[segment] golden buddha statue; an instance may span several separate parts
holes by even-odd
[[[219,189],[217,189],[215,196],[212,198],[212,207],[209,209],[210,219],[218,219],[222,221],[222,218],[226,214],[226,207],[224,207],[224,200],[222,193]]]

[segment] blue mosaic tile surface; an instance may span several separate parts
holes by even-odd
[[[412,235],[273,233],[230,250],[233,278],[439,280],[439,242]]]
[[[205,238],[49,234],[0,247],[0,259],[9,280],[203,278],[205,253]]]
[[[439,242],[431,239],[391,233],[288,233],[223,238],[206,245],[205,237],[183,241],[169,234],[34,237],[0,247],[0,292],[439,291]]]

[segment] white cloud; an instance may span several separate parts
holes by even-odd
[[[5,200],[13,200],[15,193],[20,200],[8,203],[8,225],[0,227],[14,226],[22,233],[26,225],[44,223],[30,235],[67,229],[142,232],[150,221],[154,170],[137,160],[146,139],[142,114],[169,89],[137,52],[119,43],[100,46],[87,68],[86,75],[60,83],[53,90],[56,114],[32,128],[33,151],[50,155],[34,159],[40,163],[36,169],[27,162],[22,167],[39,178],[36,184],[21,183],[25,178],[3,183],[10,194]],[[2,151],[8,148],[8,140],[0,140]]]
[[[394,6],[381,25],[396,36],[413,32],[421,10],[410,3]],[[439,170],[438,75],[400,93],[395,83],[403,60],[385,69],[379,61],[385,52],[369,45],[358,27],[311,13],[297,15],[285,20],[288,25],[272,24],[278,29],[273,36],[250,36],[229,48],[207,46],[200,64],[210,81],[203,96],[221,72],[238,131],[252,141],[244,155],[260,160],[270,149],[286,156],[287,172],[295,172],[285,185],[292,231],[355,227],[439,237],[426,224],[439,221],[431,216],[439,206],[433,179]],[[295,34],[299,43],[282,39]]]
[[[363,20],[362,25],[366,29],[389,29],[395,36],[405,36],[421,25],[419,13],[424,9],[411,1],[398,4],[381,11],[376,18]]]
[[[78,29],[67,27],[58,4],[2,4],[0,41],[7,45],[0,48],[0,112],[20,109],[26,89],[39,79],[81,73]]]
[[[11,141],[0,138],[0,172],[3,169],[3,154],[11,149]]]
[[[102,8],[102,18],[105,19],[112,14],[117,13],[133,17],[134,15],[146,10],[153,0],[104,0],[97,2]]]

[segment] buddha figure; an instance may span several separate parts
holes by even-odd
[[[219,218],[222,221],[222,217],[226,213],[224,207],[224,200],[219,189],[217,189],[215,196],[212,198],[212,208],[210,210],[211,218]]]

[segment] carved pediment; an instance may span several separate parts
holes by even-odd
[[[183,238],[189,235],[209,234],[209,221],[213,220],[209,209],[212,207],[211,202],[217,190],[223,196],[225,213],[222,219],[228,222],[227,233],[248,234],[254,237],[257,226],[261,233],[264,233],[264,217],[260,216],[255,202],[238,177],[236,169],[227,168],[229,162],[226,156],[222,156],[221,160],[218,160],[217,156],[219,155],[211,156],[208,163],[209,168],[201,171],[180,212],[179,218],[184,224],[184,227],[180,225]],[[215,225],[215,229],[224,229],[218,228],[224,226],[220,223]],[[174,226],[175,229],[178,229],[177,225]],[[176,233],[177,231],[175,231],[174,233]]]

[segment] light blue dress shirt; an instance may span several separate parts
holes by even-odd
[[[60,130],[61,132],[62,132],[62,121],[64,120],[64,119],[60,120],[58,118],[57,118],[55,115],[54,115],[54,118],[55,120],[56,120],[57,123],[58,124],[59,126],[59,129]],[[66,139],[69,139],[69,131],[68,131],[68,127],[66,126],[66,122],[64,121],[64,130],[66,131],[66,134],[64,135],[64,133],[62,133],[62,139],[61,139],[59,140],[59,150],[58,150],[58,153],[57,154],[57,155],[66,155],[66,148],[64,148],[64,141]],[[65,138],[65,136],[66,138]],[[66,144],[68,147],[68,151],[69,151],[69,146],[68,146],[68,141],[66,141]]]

--- Work to do ---
Find every line in the entries above that contains the word "parts", and copy each of those lines in full.

--- The completed task ---
[segment] golden buddha statue; an instance may span several separate parts
[segment] blue mosaic tile surface; an instance may span several separate parts
[segment] white cloud; an instance may span several separate parts
[segment] buddha figure; an instance may span several separate parts
[segment] carved pediment; an instance may span several separate parts
[segment] light blue dress shirt; an instance may span several separate parts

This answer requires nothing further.